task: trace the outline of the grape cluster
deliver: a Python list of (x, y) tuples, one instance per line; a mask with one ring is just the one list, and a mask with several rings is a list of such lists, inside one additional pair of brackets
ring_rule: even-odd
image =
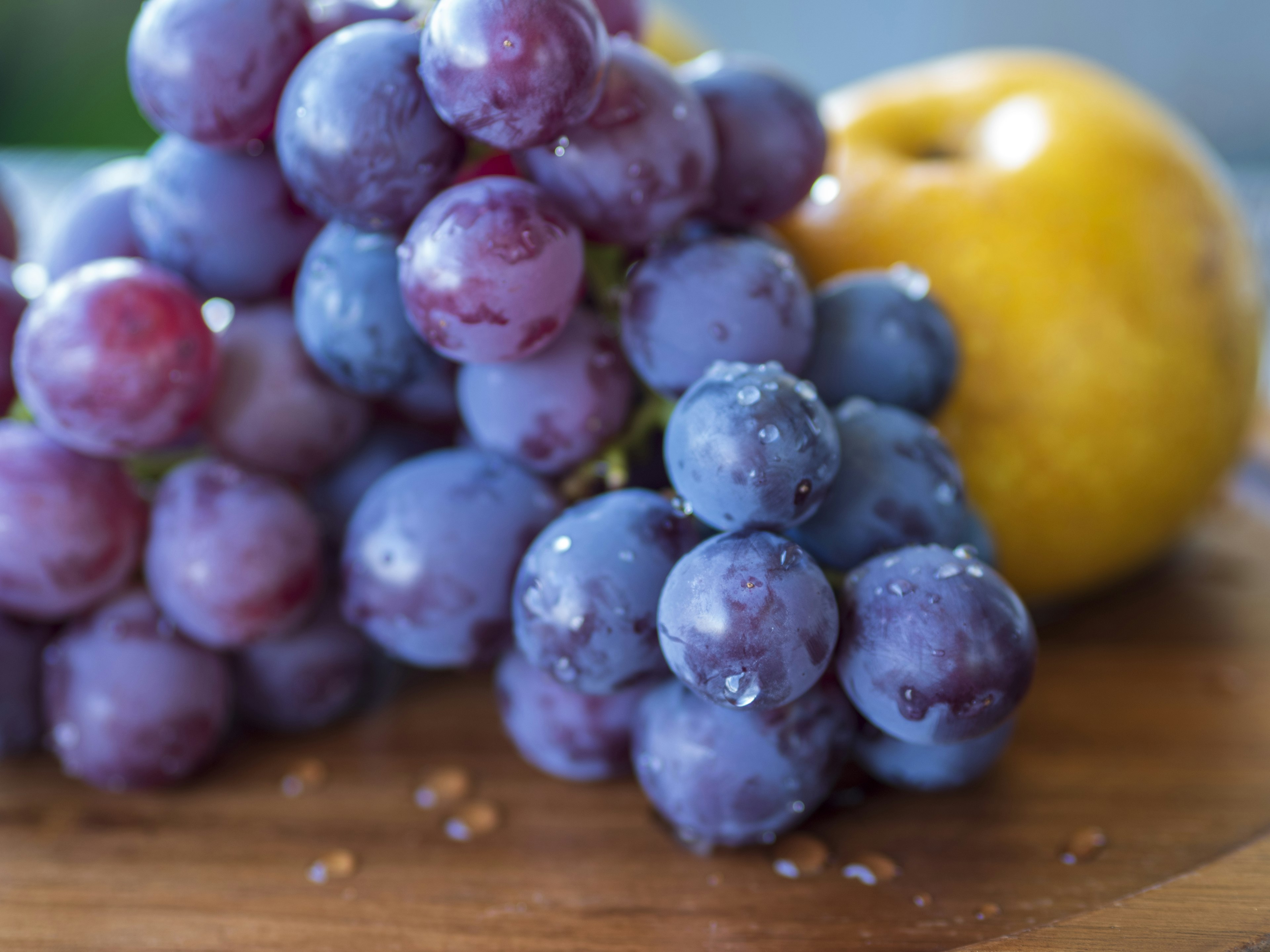
[(902, 265), (808, 287), (767, 223), (815, 104), (644, 13), (146, 0), (161, 138), (69, 193), (29, 305), (0, 208), (0, 754), (178, 782), (387, 655), (497, 665), (528, 762), (634, 769), (698, 849), (852, 757), (992, 764), (1036, 641), (928, 423), (952, 326)]

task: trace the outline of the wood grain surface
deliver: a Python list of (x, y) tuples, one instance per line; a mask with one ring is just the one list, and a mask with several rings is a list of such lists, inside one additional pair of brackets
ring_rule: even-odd
[[(1267, 583), (1267, 523), (1226, 504), (1166, 564), (1043, 618), (1038, 680), (999, 767), (947, 795), (864, 784), (862, 802), (848, 779), (808, 824), (832, 864), (796, 881), (767, 849), (683, 852), (631, 782), (570, 786), (526, 767), (488, 674), (410, 675), (324, 734), (243, 737), (166, 793), (100, 793), (47, 758), (9, 763), (0, 949), (933, 952), (1020, 932), (988, 948), (1243, 948), (1270, 934), (1266, 843), (1107, 904), (1270, 829)], [(282, 796), (305, 757), (328, 783)], [(443, 765), (472, 773), (498, 830), (451, 842), (444, 812), (414, 806), (420, 773)], [(1090, 825), (1105, 852), (1063, 864)], [(309, 882), (337, 848), (357, 873)], [(845, 878), (865, 852), (903, 873)], [(1226, 918), (1227, 901), (1245, 918)]]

---

-- TASK BRIEF --
List the material from its start through the line that contains "423), (952, 326)]" as a numbered list, skipping any blank lines. Leave the pictures out.

-- SOLUTION FOR THIS TASK --
1. task: trace the outline of the grape cluster
2. deliver: a Python list of (x, y) tuples, one instance per line; a mask with one ring is just the one list, and a mask with several rings is a list of such lists, inside one additional pair of brackets
3. ring_rule: even-odd
4. image =
5. [(902, 265), (808, 287), (767, 223), (815, 104), (644, 13), (146, 0), (161, 138), (69, 193), (29, 305), (0, 208), (0, 754), (178, 782), (387, 655), (497, 665), (528, 762), (634, 769), (698, 849), (852, 757), (992, 764), (1036, 641), (928, 423), (952, 326)]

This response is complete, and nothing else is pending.